## Seitentext

──────

Im selben Jahrhundert, als im Westen im Rahmen der Reconquista Muslime dauerhaft aus Spanien vertrieben wurden (1492 Fall von Granada), konnten sie sich im Osten dauerhaft festsetzen: Unter osmanischer Herrschaft wurde Konstantinopel erobert (1453) und damit das christlich-byzantinische Reich. So stieg das Imperium zur Weltmacht auf, das sich in Ost- und Südeuropa schon lange behauptete. Seit dem 14. Jahrhundert waren Muslime auf der Balkan-Halbinsel beheimatet, sie bildete das Kerngebiet des Osmanischen Reiches.

Die Nähe zwischen Europa, Nordafrika und Westasien belegen auch allerhand Ausdrücke im Deutschen, Worte mit arabischem Migrationshintergrund, die – nebenbei bemerkt – häufig (aber nicht immer) etwas mit Lebensqualität und Lebenskunst zu tun haben: Alkohol, Artischocke, Haschisch, Karaffe, Magazin, Mokka, Rabatt, Schachmatt, Safran, Sorbet, Tarif, Tamarinde, Zucker. Die Liste lässt sich in diverse Wissenschaften hinein ziemlich verlängern, ebenso in andere europäische Sprachen.

Allerhand Köstlichkeiten sind aus dem Osten eingewandert, Kaffee und Hörnchen sind nur die bekanntesten, und allerhand Bequemlichkeiten in den Wohnungseinrichtungen, Liegemöbel sowieso – Diwan, Sofa, Matratze, Ottomane, Baldachin sind Worte persischen, arabischen oder türkischen Ursprungs.

Im Frühmittelalter brachten Muslime via Nordafrika die textile Technik des Knüpfens nach Spanien, in Cordoba entfaltete sich das Gewerbe. Und erst die geknüpften Fußbodenbedeckungen und Wandbehänge, die die Kreuzfahrer einführten, machten die zugigen Burgen im Hochmittelalter wohnlich. Durch die gleichen Kanäle – über die Kreuzfahrer, über Sizilien und besonders über Spanien – wurden arabisch-islamische Musikkultur und Musiktheorie samt Instrumenten importiert und schufen neue Klangereignisse. Das Wort Laute stammt vom arabischen al-‘ud.

──────

## Verfügbare Daten
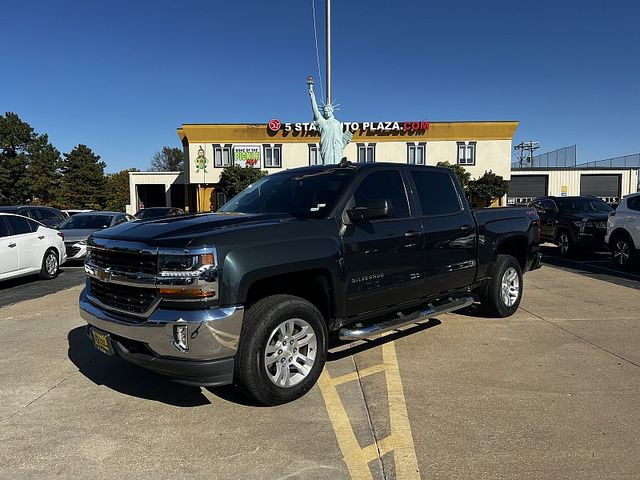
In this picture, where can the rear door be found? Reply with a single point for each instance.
(384, 257)
(8, 249)
(449, 231)
(26, 242)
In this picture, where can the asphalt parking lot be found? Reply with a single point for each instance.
(551, 392)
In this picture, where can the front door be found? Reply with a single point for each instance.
(384, 257)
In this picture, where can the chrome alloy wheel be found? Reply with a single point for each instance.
(290, 352)
(510, 288)
(621, 252)
(51, 263)
(563, 243)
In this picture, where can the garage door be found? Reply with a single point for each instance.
(606, 187)
(524, 188)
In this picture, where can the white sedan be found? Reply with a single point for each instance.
(28, 247)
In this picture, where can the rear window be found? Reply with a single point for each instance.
(18, 225)
(436, 192)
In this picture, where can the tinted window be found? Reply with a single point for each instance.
(634, 203)
(4, 230)
(18, 225)
(386, 185)
(436, 192)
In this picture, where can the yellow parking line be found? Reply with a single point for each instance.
(400, 441)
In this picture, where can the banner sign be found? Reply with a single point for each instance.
(247, 155)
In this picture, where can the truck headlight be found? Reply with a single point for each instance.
(188, 273)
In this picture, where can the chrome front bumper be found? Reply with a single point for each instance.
(212, 334)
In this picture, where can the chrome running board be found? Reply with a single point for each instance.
(358, 332)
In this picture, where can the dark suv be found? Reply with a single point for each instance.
(573, 222)
(48, 216)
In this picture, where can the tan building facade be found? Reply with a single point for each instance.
(209, 148)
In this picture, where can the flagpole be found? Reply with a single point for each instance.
(328, 22)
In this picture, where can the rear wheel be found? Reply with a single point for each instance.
(501, 296)
(621, 250)
(282, 349)
(50, 265)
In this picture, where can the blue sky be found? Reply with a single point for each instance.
(121, 76)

──────

## Deine Aufgaben
a) Prüfe, ob die folgenden Aussagen mit dem Text über arabische und osmanische Einflüsse in Europa übereinstimmen: (i) Konstantinopel wurde 1453 unter osmanischer Herrschaft erobert. (ii) Das Wort Laute ist persischen Ursprungs. (iii) Die Technik des Knüpfens gelangte im Hochmittelalter über Sizilien nach Spanien. Antworte jeweils mit Ja oder Nein und zitiere die entscheidenden Worte aus dem Text wörtlich.
b) Führe den Text über arabische und osmanische Einflüsse in Europa nach dem Satz über die Herkunft des Wortes Laute weiter.

## Lösungen je Aufgabe
a)
(i) Ja – „Unter osmanischer Herrschaft wurde Konstantinopel erobert (1453)“
(ii) Nein – „Das Wort Laute stammt vom arabischen al-‘ud.“
(iii) Nein – „Im Frühmittelalter brachten Muslime via Nordafrika die textile Technik des Knüpfens nach Spanien“

b)
Und die Ziffern, mit denen wir rechnen, sind arabisch (arab. as-Sifr = Null). Araber brachten das Dezimalsystem samt den indischen Ziffern vermutlich im 10. Jahrhundert nach Spanien. Dort erhielten sie allmählich die heute gebräuchliche Form, doch nur langsam verdrängten sie die bis dahin verwendete römische Zahlschrift. Die katholische Kirche stand ihnen zunächst ablehnend gegenüber, aber Kaufleute stellten fest, dass sich mit ihnen schneller rechnen lässt, und das Rechenbuch von Adam Ries (fälschlich Riese), das 1550 erschien, enthält die uns bekannten typographischen Zeichen.

Jedenfalls liegt im Abendland ein Gutteil Morgenland als verheimlichtes Substrat verborgen. Durch die Jahrhunderte fand ein Technologietransfer vom Osten in den Westen statt, Erfindungen in der Physik und der Chemie, Papier, Kompass, Lupe und andere Behelfe gegen menschliche Unzulänglichkeiten sind arabisch-islamischen Ursprungs oder gelangten von China und Indien durch arabisch-islamische Vermittlung nach Europa, bedauerlicherweise auch das Schießpulver.

Das alles ist nichts Neues. “Orient und Okzident sind nicht mehr zu trennen”, schrieb Goethe in West-östlicher Divan, erschienen 1819. Niemand ist gegen Orient in der Küche, Orient in der Musik, und Bauchtanz bereichert nicht nur die Schlafzimmer, sondern stärkt auch die Rückenmuskeln. Es mag im Einzelnen unter Historikern umstritten sein, wie ansehnlich die arabisch-persisch-türkisch-islamische Zufuhr von Geistes- und Sachleistungen zu den westlichen Zivilisationen tatsächlich ist. Aber gewiss ist, dass diese Importe gern unter den Tisch gekehrt werden und auch in den Schulbüchern nicht den Stellenwert einnehmen, der ihnen zukommt. Gewiss ist auch, dass Europa ohne Islam und Muslime und ohne den Wissenstransfer aus islamischen Gebieten nicht wäre, was es heute ist.